[Exercise prompt]: Reproduce, word for word and in full, the news report below on GP commissioning and private firms in the NHS.

[Excerpt to read]:
== Segment start ==

PRIVATE firms are already taking over NHS services under a controversial shakeup expanding rapidly across the region, a Tory MP and former doctor said yesterday.

The changes, under which groups of GPs will “commission”

care, instead of NHS managers, may have been designed to speed up privatisation, Dr Sarah Wollaston said.

However, Prime Minister David Cameron said yesterday: “The idea that all these changes amount to privatisation is simply not true.”

They came as the Government announced a further four trial schemes across the North, under which commissioning powers will be handed to GP consortia.

The expansion means 1.7 million people in the region attending 241 GP surgeries are already covered by the shake-up.

Dr Wollaston, a Tory backbencher in Devon who helped carry out a report by the Commons Health Select Committee, said ministers had “tossed a grenade” into primary care trusts (PCTs), which will be abolished by 2013, costing up to 4,000 jobs in the region.

== Segment end ==

[Dataset records]:
== Segment start ==

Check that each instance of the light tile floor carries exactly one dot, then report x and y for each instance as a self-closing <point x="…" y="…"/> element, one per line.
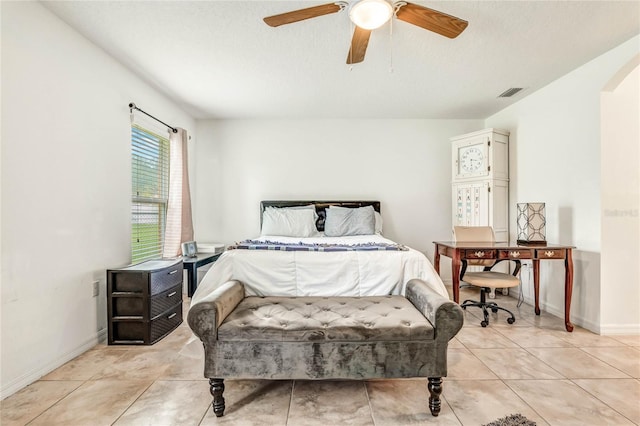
<point x="533" y="367"/>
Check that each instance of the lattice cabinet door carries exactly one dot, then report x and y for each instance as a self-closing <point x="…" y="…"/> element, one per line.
<point x="480" y="180"/>
<point x="471" y="204"/>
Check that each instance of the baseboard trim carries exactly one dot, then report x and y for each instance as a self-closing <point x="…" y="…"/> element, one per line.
<point x="33" y="375"/>
<point x="620" y="329"/>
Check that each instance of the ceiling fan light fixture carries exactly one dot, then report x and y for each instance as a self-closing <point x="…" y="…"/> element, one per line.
<point x="370" y="14"/>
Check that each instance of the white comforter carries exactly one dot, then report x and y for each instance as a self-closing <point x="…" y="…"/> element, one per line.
<point x="312" y="273"/>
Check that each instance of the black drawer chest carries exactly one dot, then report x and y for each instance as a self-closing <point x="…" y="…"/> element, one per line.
<point x="144" y="301"/>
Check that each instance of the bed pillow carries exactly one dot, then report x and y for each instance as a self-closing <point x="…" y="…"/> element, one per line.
<point x="342" y="221"/>
<point x="378" y="224"/>
<point x="289" y="222"/>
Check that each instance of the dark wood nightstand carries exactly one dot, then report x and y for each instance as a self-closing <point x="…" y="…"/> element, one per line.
<point x="191" y="264"/>
<point x="144" y="301"/>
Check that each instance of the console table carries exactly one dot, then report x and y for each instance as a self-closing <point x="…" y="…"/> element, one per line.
<point x="192" y="263"/>
<point x="459" y="251"/>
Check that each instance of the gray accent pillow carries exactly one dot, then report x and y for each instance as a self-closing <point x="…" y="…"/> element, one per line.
<point x="342" y="221"/>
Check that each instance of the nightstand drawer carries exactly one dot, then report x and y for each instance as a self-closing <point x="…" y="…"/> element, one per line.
<point x="165" y="279"/>
<point x="514" y="254"/>
<point x="551" y="254"/>
<point x="480" y="254"/>
<point x="166" y="300"/>
<point x="165" y="323"/>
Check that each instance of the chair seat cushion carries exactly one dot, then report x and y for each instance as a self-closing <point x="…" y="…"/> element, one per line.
<point x="491" y="279"/>
<point x="296" y="319"/>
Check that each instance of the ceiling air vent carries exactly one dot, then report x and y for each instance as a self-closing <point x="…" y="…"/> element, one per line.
<point x="509" y="92"/>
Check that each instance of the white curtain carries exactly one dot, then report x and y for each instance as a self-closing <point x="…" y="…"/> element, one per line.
<point x="179" y="225"/>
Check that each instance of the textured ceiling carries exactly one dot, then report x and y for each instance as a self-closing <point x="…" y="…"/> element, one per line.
<point x="218" y="59"/>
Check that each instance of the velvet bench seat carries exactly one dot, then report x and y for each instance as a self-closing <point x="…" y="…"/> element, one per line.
<point x="313" y="338"/>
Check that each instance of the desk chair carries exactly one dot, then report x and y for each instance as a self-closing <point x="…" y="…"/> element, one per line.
<point x="485" y="279"/>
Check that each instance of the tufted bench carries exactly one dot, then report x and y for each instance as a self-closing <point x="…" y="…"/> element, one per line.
<point x="325" y="337"/>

== Segment end ==

[Result of the task]:
PRIVATE firms are already taking over NHS services under a controversial shakeup expanding rapidly across the region, a Tory MP and former doctor said yesterday.

The changes, under which groups of GPs will “commission”

care, instead of NHS managers, may have been designed to speed up privatisation, Dr Sarah Wollaston said.

However, Prime Minister David Cameron said yesterday: “The idea that all these changes amount to privatisation is simply not true.”

They came as the Government announced a further four trial schemes across the North, under which commissioning powers will be handed to GP consortia.

The expansion means 1.7 million people in the region attending 241 GP surgeries are already covered by the shake-up.

Dr Wollaston, a Tory backbencher in Devon who helped carry out a report by the Commons Health Select Committee, said ministers had “tossed a grenade” into primary care trusts (PCTs), which will be abolished by 2013, costing up to 4,000 jobs in the region.